>>>

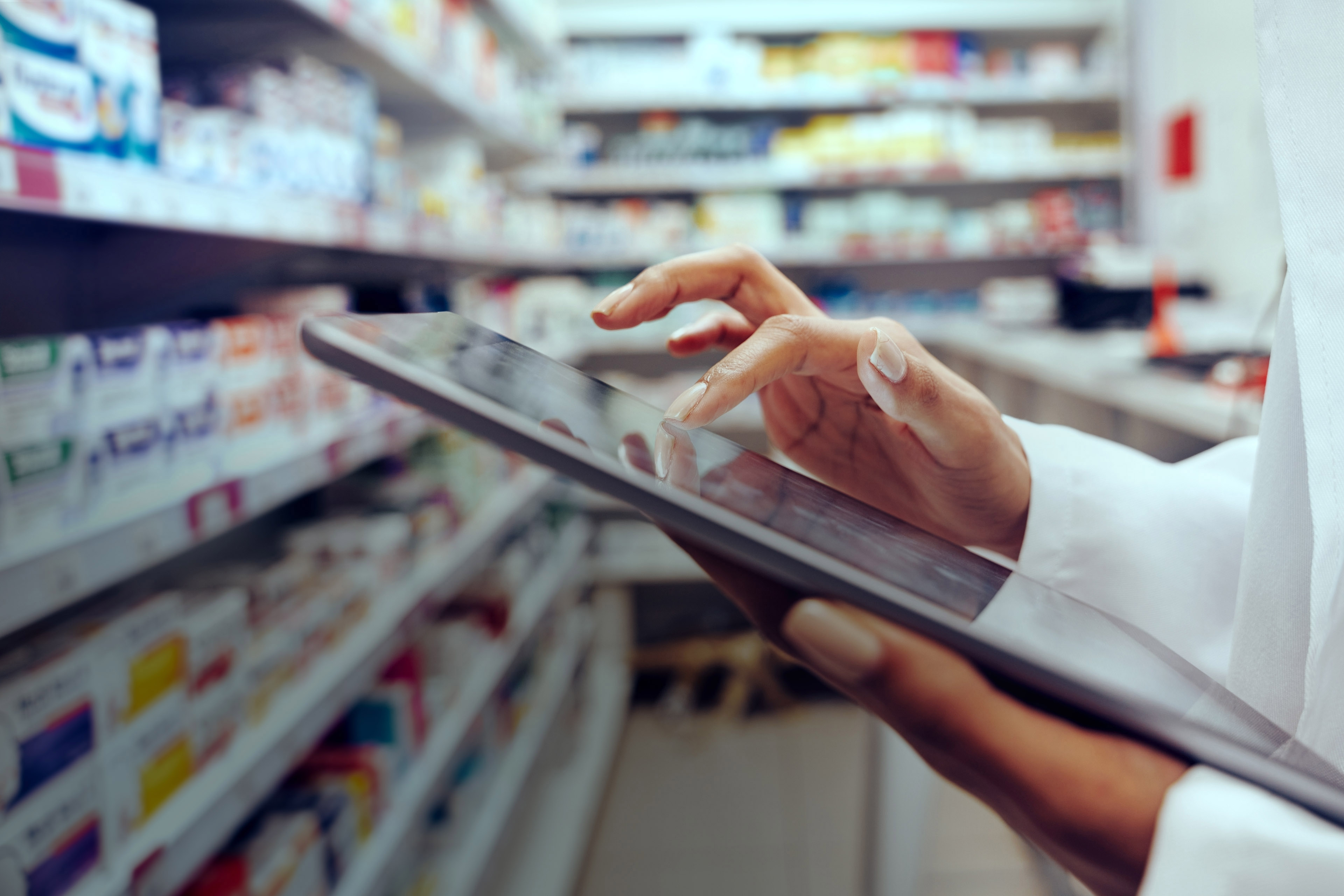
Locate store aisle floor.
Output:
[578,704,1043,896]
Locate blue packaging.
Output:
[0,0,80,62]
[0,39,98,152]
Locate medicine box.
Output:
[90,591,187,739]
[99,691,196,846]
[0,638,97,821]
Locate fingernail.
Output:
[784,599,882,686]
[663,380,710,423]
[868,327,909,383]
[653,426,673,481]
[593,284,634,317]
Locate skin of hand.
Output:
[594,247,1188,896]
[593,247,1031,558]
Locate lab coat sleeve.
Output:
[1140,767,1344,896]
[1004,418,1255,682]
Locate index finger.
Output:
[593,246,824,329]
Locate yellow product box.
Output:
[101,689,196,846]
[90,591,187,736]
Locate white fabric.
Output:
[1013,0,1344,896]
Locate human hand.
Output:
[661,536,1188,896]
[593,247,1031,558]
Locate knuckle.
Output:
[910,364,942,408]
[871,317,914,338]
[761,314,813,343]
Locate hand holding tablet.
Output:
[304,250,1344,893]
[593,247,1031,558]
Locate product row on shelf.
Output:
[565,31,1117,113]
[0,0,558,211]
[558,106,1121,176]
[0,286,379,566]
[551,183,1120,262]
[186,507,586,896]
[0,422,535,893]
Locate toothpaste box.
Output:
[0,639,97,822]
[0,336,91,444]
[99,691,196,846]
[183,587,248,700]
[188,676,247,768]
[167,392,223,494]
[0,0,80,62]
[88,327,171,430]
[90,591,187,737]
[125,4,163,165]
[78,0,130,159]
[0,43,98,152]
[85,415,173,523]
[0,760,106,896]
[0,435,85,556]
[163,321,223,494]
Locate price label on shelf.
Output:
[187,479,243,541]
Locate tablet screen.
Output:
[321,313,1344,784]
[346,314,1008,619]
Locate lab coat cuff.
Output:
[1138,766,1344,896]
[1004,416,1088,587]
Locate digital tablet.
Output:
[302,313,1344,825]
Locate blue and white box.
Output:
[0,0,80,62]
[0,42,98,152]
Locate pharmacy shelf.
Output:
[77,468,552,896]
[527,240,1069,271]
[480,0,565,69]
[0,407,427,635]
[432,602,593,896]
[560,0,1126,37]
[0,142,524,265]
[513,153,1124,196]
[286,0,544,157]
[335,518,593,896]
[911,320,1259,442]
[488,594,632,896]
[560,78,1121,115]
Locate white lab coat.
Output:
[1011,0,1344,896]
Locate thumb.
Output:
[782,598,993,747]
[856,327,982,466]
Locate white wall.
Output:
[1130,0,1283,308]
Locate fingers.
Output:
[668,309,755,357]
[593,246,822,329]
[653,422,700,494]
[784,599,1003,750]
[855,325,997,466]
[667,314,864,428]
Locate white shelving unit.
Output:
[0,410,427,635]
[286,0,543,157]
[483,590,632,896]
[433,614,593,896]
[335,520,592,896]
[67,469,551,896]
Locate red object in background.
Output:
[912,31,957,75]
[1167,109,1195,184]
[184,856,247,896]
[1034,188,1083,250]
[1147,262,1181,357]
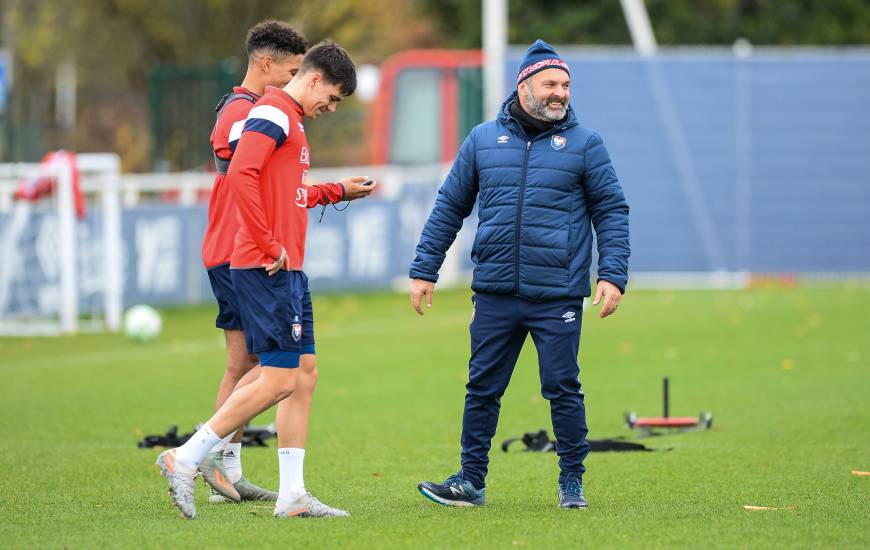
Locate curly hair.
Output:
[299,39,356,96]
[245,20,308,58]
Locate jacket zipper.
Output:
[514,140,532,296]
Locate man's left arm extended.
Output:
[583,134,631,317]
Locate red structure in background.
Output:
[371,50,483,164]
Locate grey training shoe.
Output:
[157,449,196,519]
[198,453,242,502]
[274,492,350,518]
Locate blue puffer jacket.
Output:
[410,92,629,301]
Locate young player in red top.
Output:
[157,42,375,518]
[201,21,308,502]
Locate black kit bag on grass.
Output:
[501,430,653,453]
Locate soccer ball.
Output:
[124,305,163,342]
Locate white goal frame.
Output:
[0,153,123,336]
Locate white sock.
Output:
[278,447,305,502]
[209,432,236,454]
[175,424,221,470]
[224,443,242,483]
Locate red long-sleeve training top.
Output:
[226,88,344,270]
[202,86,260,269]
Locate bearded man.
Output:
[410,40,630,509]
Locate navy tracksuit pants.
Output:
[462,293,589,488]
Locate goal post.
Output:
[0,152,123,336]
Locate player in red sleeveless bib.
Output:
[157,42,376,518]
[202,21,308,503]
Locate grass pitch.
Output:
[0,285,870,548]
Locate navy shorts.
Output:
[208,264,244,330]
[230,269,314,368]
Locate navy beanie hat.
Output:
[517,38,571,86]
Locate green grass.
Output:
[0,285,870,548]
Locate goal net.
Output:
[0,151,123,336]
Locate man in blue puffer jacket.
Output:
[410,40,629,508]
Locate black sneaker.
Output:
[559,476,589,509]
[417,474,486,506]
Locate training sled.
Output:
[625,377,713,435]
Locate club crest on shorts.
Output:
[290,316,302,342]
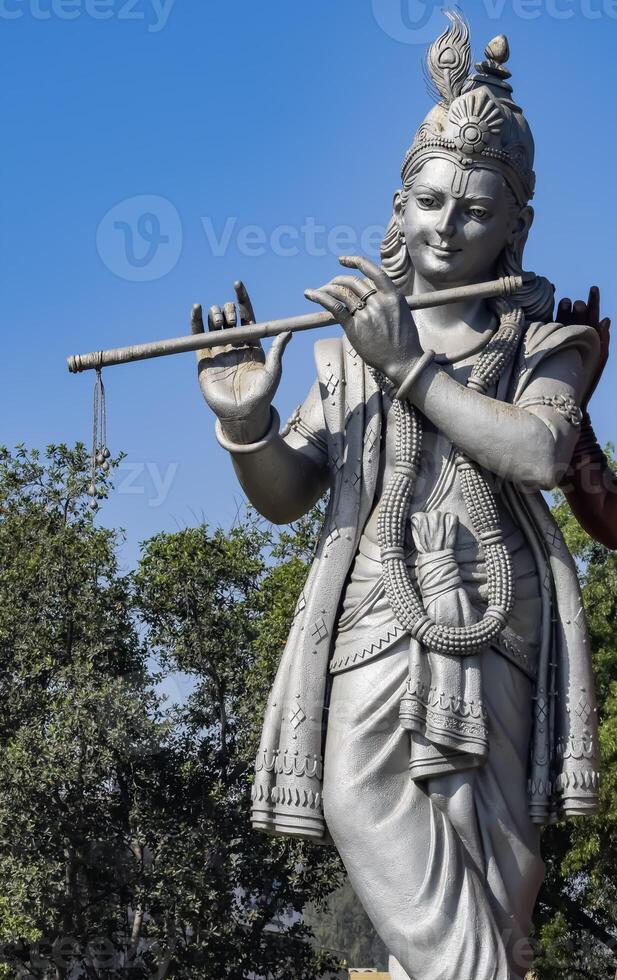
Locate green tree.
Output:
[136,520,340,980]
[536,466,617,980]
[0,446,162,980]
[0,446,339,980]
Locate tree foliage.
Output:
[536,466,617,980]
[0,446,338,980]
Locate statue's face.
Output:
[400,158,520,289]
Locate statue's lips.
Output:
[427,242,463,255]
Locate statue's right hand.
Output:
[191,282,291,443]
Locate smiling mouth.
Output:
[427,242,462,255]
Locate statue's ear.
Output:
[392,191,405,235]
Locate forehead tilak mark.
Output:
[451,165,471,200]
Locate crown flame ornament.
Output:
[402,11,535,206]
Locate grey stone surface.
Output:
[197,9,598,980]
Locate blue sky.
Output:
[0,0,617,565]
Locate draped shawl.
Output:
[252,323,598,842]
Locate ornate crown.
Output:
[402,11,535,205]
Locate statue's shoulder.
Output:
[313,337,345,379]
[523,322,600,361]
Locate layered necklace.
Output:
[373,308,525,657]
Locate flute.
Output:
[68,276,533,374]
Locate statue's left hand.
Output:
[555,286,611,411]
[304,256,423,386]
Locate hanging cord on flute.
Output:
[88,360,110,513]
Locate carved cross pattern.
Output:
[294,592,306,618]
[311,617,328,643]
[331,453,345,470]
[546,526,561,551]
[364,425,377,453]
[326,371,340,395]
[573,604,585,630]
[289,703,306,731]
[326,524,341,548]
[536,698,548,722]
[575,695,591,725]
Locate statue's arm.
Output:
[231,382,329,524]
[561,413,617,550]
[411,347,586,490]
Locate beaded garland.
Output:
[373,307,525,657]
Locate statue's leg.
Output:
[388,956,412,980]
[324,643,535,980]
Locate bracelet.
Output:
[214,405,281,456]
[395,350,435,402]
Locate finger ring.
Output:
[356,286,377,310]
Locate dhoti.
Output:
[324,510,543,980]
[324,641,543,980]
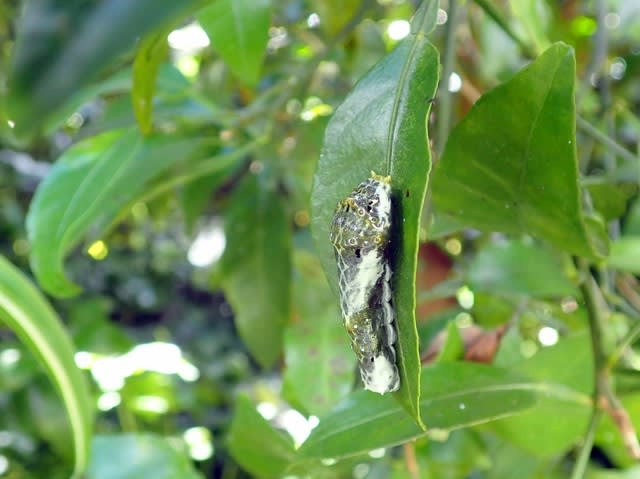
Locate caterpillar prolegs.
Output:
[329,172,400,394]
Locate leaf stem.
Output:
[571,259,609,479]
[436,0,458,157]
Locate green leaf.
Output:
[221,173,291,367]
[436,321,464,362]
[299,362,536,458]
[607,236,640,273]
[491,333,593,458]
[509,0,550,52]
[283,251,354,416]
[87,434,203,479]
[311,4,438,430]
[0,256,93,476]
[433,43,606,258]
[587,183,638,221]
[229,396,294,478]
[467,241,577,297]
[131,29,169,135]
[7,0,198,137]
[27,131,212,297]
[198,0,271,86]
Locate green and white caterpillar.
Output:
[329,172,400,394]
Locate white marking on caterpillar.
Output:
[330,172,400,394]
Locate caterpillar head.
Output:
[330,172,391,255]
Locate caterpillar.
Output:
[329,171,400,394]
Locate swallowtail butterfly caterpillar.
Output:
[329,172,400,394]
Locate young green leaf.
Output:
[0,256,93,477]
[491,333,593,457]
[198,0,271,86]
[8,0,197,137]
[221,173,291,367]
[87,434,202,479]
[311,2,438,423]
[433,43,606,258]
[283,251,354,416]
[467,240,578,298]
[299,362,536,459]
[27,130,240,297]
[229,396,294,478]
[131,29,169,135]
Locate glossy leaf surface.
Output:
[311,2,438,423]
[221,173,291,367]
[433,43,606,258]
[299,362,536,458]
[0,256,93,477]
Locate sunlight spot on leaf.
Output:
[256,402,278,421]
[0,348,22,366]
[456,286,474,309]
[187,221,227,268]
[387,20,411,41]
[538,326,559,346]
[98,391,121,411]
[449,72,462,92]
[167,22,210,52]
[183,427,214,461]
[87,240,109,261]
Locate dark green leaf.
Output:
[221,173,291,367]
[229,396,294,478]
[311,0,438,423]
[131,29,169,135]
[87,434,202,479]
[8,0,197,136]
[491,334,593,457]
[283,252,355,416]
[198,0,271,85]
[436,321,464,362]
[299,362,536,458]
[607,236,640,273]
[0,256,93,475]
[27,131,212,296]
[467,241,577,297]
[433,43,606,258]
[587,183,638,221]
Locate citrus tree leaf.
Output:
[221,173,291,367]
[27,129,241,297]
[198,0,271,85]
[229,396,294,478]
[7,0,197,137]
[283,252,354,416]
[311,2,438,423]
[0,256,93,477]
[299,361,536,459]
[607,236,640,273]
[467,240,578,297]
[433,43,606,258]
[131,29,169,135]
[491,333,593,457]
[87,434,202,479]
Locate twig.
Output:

<<<

Switch "navy" to "dark blue" throughout everything from the line containing "Locate man's left arm extended." down to the line containing "[68,276,533,374]", and give those lines back otherwise unchanged. Leave the pictures out of your answer.

Locate man's left arm extended.
Output:
[583,134,631,317]
Locate red structure in background.
Output:
[371,50,483,164]
Locate grey training shoe.
Output:
[157,449,196,519]
[198,453,242,502]
[274,492,350,518]
Locate blue puffer jacket.
Output:
[410,92,629,301]
Locate young player in red top.
Output:
[157,42,375,518]
[201,21,308,502]
Locate black kit bag on grass.
Output:
[501,430,653,453]
Locate soccer ball.
Output:
[124,305,163,342]
Locate white goal frame.
Output:
[0,153,123,336]
Locate white sock.
Output:
[278,447,305,502]
[209,432,236,454]
[175,424,221,470]
[224,443,242,483]
Locate red long-sleeve training top.
Output:
[226,88,344,270]
[202,86,260,269]
Locate bearded man.
Output:
[410,40,630,509]
Locate dark blue tracksuit pants.
Output:
[462,293,589,488]
Locate goal post.
Output:
[0,152,123,336]
Locate player in red sleeveless bib.
Output:
[157,42,376,518]
[202,21,308,503]
Locate grass pitch.
Output:
[0,285,870,548]
Locate dark blue shorts.
Output:
[208,264,244,330]
[230,269,314,368]
Locate dark blue beanie hat.
Output:
[517,38,571,86]
Locate green grass.
Output:
[0,285,870,548]
Locate goal net.
Output:
[0,151,123,336]
Locate man in blue puffer jacket.
Output:
[410,40,629,508]
Locate black sneaker.
Output:
[559,476,589,509]
[417,474,486,506]
Locate training sled.
Output:
[625,377,713,435]
Locate club crest on shorts.
Output:
[290,316,302,342]
Locate green tree.
Output:
[136,520,340,980]
[536,466,617,980]
[0,446,162,980]
[0,446,339,980]
Locate tree foliage.
Output:
[536,466,617,980]
[0,446,338,980]
Locate statue's face.
Output:
[400,158,520,289]
Locate statue's lips.
Output:
[427,242,463,255]
Locate statue's right hand.
Output:
[191,282,291,443]
Locate smiling mouth.
Output:
[427,242,462,255]
Locate statue's ear.
Output:
[392,191,405,235]
Locate forehead tilak mark.
Output:
[451,165,471,200]
Locate crown flame ornament.
Output:
[402,11,535,206]
Locate grey stone surface.
Output:
[197,9,598,980]
Locate blue sky.
Output:
[0,0,617,565]
Locate draped shawl.
Output:
[252,323,598,842]
Locate ornate crown.
Output:
[402,11,535,205]
Locate statue's shoulder.
Output:
[313,337,345,379]
[523,322,600,361]
Locate layered necklace.
Output:
[373,308,525,657]
Locate flute.
Output:
[68,276,533,374]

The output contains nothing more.